Loy. Yes, sir; if you please. The house incontestably belongs, as you are well aware, to the good Mr. Tartuffe. He is now lord and master of your estates, according to a deed I have in my keeping. It is in due form, and cannot be challenged.
Damis (to Mr. Loyal). This great impudence is, indeed, worthy of all admiration.
Loy. (to Damis). Sir, I have nothing at all to do with you. (Pointing to Orgon.) My business is with this gentleman. He is tractable and gentle, and knows too well the duty of a gentleman to try to oppose authority.
Org. But—
Loy. Yes, sir: I know that you would not, for any thing, show contumacy; and that you will allow me, like a reasonable man, to execute the orders I have received....
The scene gives in conclusion some spirited by-play of asides and interruptions from indignant members of the family. Then follows scene fifth, one exchange of conversation from which will sufficiently indicate the progress of the plot:—
Org. Well, mother, you see whether I am right; and you can judge of the rest by the writ. Do you at last acknowledge his rascality?
Per. I am thunderstruck, and can scarcely believe my eyes and ears.

Listed entries:
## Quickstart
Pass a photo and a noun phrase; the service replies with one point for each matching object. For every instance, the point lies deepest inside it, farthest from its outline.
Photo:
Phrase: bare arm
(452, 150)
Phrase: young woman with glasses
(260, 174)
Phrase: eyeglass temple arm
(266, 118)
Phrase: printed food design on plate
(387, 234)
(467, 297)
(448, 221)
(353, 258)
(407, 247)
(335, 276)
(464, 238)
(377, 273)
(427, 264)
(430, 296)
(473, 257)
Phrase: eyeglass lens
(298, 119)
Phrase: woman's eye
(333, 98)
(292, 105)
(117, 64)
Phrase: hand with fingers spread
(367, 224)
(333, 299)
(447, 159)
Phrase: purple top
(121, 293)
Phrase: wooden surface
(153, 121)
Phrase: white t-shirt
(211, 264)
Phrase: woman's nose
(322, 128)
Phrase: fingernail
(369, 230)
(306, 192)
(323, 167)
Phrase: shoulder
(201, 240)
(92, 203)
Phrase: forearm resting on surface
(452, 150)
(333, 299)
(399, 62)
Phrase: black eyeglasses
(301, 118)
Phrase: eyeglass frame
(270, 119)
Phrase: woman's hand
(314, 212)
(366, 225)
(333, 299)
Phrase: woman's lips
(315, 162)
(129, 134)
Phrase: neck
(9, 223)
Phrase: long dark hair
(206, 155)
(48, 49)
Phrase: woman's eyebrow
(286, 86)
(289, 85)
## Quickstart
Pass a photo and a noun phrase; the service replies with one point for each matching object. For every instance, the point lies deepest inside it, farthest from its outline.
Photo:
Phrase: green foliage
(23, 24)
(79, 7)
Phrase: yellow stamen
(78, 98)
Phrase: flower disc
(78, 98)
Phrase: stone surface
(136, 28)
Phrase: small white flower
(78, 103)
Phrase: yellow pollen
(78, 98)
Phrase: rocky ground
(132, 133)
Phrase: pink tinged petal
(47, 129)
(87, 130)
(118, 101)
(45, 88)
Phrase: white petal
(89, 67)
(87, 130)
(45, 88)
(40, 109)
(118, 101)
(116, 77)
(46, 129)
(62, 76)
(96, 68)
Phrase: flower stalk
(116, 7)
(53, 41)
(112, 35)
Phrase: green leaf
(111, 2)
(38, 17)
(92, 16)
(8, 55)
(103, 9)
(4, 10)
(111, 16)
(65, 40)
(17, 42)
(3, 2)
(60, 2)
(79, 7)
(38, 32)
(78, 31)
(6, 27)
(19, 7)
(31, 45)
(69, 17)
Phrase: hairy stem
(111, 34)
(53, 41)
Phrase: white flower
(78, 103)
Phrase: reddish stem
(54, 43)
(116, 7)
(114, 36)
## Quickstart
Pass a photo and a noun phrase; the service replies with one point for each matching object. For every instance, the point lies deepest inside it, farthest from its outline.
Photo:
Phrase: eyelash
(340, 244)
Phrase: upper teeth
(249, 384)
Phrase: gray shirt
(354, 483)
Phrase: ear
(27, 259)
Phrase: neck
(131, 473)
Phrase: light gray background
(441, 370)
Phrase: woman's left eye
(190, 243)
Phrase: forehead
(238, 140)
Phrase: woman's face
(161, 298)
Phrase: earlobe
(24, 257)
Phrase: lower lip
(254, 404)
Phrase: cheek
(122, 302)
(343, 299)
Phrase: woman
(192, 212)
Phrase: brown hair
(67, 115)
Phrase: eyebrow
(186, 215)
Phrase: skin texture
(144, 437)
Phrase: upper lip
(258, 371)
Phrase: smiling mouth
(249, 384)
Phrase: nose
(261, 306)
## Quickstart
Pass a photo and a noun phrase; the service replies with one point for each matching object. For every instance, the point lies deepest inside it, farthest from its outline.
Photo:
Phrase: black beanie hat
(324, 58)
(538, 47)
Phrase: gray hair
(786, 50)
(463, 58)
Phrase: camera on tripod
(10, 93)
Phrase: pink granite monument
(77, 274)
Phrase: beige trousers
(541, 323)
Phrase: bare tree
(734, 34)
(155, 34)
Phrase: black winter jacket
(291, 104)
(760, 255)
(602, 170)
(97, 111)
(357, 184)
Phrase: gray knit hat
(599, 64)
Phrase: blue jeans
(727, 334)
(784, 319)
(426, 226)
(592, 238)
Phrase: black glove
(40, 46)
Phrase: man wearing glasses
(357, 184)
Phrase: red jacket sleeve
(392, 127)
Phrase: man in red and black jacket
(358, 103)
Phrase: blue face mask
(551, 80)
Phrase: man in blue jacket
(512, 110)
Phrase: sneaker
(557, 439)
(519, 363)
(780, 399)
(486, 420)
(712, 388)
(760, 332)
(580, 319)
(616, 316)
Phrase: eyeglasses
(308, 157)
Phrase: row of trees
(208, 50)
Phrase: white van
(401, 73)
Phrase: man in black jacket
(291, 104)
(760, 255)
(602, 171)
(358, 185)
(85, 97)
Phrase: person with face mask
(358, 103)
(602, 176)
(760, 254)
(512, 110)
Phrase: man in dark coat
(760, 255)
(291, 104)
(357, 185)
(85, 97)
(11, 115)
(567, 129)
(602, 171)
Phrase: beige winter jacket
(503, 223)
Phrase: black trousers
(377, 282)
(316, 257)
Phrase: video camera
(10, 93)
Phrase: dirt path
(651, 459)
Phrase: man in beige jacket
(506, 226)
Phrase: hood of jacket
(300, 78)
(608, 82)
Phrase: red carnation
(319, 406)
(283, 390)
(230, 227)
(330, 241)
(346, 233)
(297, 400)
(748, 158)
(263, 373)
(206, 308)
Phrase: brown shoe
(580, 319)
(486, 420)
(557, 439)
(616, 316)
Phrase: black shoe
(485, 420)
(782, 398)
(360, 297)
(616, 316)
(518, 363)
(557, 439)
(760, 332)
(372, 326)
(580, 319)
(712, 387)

Aim: Carry the Tartuffe passage forward from its last line. The rows have nothing to do with any of this.

Expected output:
The next scene introduces Valère, the noble lover of that daughter whom the infatuated father was bent on sacrificing to Tartuffe. Valère comes to announce that Tartuffe, the villain, has accused Orgon to the king. Orgon must fly. Valère offers him his own carriage and money,—will, in fact, himself keep him company till he reaches a place of safety. As Orgon, taking hasty leave of his family, turns to go, he is encountered by—the following scene will show whom:—
Tar. (stopping Orgon). Gently, sir, gently; not so fast, I beg. You have not far to go to find a lodging, and you are a prisoner in the king's name.
Org. Wretch! you had reserved this shaft for the last; by it you finish me, and crown all your perfidies.
Tar. Your abuse has no power to disturb me, and I know how to suffer every thing for the sake of Heaven.
Clé. Your moderation is really great, we must acknowledge.
Da. How impudently the infamous wretch sports with Heaven!
Tar. Your anger cannot move me. I have no other wish but to fulfil my duty.
Marianne. You may claim great glory from the performance of this duty: it is a very honorable employment for you.
Tar. The employment cannot be otherwise than glorious, when it comes from the power that sends me here.
Org. But do you remember that my charitable hand, ungrateful scoundrel, raised you from a state of misery?
Tar. Yes, I know what help I have received from you; but the interest of my king is my first duty. The just obligation of this sacred duty stifles in my heart all other claims; and I would sacrifice to it friend, wife, relations, and myself with them.
Elmire. The impostor!
Dor. With what treacherous cunning he makes a cloak of all that men revere!…
Tar. (to the Officer). I beg of you, sir, to deliver me from all this noise, and to act according to the orders you have received.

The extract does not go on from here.